STUDY QUESTIONS
1) Please list the full names of all authors of the abstract on pathways to plastic surgery residency.
2) Does the abstract on pathways to plastic surgery residency support each statement? Answer yes or no for each, quoting the words that decide it. (a) The survey covered both integrated and independent PRS residents. (b) The NRMP match data gathered span the past ten years. (c) The study focuses on residents who matched into an integrated residency on their first attempt.
3) Carry on the abstract on pathways to plastic surgery residency from where it stops.
[EXTRACTED TEXT]
Routes to residency: A survey-based exploration of the diverse pathways taken to become a plastic surgeon
Jenna R. Stoehr, BA1; Sarah A. Applebaum, MD, MS1,2; Jason H. Ko, MD, MBA1; Arun K. Gosain, MD1,2
1Northwestern University Feinberg School of Medicine, Chicago, IL. 2Ann & Robert H. Lurie Childrens Hospital of Chicago, Chicago, IL.
Background: As plastic and reconstructive surgery (PRS) residency can be completed through either an integrated or an independent pathway, current PRS residents take variable training routes to become plastic surgeons. The present study explores the routes taken by current PRS residents, with a focus on residents who were unsuccessful in their initial efforts to match into an integrated residency in PRS.
Methods: A survey of integrated and independent PRS residents collected information about residentsí academic and match history, experience after not matching (if applicable), and their thoughts on their route to residency. Publicly available NRMP match data from the past twenty years (2001-2021) were also aggregated and summarized.
[/EXTRACTED TEXT]
[ENTRIES PROVIDED]
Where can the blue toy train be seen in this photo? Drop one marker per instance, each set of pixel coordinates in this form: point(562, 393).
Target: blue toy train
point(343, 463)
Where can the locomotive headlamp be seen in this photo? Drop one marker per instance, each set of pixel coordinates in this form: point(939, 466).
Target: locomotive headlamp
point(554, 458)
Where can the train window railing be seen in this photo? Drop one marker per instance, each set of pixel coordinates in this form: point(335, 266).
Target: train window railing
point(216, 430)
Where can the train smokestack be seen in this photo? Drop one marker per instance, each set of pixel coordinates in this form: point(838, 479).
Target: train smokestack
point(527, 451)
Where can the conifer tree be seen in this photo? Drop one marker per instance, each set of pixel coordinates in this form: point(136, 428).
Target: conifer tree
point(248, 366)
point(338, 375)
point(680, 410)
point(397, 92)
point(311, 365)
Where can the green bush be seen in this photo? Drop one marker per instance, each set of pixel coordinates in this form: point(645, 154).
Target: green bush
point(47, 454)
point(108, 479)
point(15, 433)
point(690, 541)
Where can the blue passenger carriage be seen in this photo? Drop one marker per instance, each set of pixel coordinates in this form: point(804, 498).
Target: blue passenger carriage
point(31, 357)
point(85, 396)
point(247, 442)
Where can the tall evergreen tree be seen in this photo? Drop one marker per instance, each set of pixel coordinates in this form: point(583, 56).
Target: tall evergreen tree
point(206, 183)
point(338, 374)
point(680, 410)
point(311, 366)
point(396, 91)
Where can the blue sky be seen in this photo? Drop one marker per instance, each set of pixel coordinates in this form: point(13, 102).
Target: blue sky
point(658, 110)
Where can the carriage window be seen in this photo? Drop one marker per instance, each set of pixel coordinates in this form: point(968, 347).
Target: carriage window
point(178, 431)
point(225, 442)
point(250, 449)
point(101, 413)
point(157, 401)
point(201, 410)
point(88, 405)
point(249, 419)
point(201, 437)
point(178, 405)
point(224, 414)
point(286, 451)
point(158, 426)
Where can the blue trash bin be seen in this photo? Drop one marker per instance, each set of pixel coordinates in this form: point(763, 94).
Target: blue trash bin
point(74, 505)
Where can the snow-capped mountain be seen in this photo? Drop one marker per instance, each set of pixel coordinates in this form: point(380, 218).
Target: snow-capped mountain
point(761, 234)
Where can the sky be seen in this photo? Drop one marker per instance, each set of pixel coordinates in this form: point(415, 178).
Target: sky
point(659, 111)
[/ENTRIES PROVIDED]
TASK-BY-TASK OUTPUTS
1) Jenna R. Stoehr, Sarah A. Applebaum, Jason H. Ko, Arun K. Gosain

2)
(a) Yes: "A survey of integrated and independent PRS residents"
(b) No: "Publicly available NRMP match data from the past twenty years (2001-2021)"
(c) No: "with a focus on residents who were unsuccessful in their initial efforts to match into an integrated residency in PRS"

3)
Results: One hundred thirty-three respondents applied to integrated PRS programs as senior medical students, and 15 of them (11%) did not match after applying as a senior medical student. These unmatched applicants took multiple routes to PRS, including participating in the Supplemental Offer and Acceptance Program, reapplying in another cycle, transferring after completing some general surgery training, and applying to independent PRS residency after completing general surgery residency. Narrative responses included themes of positive applicant characteristics, barriers to success, and the importance of relationships in the successful match process.
Conclusion: An initial unsuccessful match result does not portend that one will not be able to train for a career in PRS. Our findings illustrate some of the potential routes to successful entry into a PRS residency program.